▶ **GOAL OF THE EXERCISE**
A faithful copy of the entries is required, with no images in it.

▶ **EXTRACTED DATA**
━━━━━━━━━━━━━━━━

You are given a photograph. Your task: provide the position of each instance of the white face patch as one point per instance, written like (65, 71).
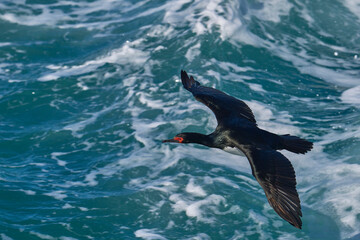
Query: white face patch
(233, 150)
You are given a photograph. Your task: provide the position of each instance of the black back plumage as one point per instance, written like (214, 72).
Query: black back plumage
(238, 128)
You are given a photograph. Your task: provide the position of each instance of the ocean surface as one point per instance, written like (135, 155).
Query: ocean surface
(89, 88)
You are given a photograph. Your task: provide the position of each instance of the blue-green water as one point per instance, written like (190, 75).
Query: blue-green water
(89, 88)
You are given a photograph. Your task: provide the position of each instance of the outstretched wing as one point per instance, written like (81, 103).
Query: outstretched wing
(276, 176)
(220, 103)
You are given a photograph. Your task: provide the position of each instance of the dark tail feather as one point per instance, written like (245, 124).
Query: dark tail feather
(188, 82)
(295, 144)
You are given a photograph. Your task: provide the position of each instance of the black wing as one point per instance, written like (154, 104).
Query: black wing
(220, 103)
(276, 176)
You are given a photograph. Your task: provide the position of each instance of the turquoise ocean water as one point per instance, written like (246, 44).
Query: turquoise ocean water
(88, 89)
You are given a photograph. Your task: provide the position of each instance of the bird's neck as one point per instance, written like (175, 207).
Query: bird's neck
(203, 139)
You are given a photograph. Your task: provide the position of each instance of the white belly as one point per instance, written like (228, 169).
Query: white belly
(233, 151)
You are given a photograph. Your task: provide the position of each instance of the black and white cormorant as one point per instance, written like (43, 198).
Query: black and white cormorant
(237, 129)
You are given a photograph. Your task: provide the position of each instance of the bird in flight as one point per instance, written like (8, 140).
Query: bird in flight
(237, 130)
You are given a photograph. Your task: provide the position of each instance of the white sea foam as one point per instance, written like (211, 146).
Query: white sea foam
(42, 236)
(197, 209)
(28, 192)
(5, 237)
(59, 195)
(353, 6)
(149, 234)
(272, 10)
(195, 189)
(352, 96)
(127, 55)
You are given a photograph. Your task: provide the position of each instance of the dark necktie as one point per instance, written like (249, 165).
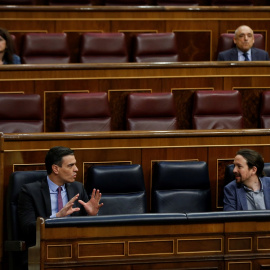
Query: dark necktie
(59, 199)
(246, 56)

━━━━━━━━━━━━━━━━

▶ **SOLUTION FOR THIS EXERCISE**
You are given a photograph. Your task: provide the position of each instance of the white face patch as one point per instance, written like (65, 71).
Query: white face patch
(233, 150)
You are given a photograph. Your task: provide the position of each instance of the black back plumage as one point per instance, written like (214, 72).
Query: black back plumage
(238, 128)
You are given a photograph. Your task: provide the position of each instance of the ocean surface as one point per instance, written like (135, 155).
Query: ocean surface
(89, 88)
You are given a photograph. Your task: provide the position of each instance of the blue-green water as one point per instance, written like (190, 75).
Query: blue-green water
(89, 88)
You are given a photograph. Your task: provide the position of each instance of the outstretched wing as one point per instance, written like (81, 103).
Query: outstretched wing
(276, 176)
(220, 103)
You are given a photograph. Your task: provide the position of each instance of the dark tail feather as one point per instance, written like (245, 124).
Query: dark tail feather
(188, 82)
(295, 144)
You are given a photograph. Your task: provide the position of each instance of the black wing as one point per instance, written like (154, 104).
Query: black wing
(220, 103)
(276, 176)
You are given a photograph. Your task: provide the position of each instance of the turquoise ocean water as one point per instance, written like (246, 44).
Query: turquoise ocean water
(88, 89)
You are given a photograph. Your task: provide the position of each instance of the bird's neck as one point per instance, written like (175, 207).
Query: bird's neck
(203, 139)
You are given a photograph. Your task: provide the position of each instance of the white belly as one point per instance, written like (228, 169).
Query: white belly
(233, 151)
You are given a photograph. Your task: provide the position of each instance of the black and white cormorant as one point per instance, written like (43, 198).
Query: black and white cormorant
(237, 129)
You are given a photograph. Your task: provide the position of each instance of the bird in flight as one point per instance, written like (8, 140).
Query: bird in flight
(237, 130)
You are given a photograph. Your task: provide the position of each instance of the white sea foam as one point per instance, written like (211, 146).
Query: white sea foam
(42, 236)
(197, 209)
(28, 192)
(5, 237)
(59, 195)
(353, 6)
(149, 234)
(272, 10)
(195, 189)
(352, 96)
(127, 55)
You are given a photograph. Your task: provide the position of each instance of the dark necktie as one point per instance, written like (249, 165).
Query: dark necktie
(59, 199)
(246, 56)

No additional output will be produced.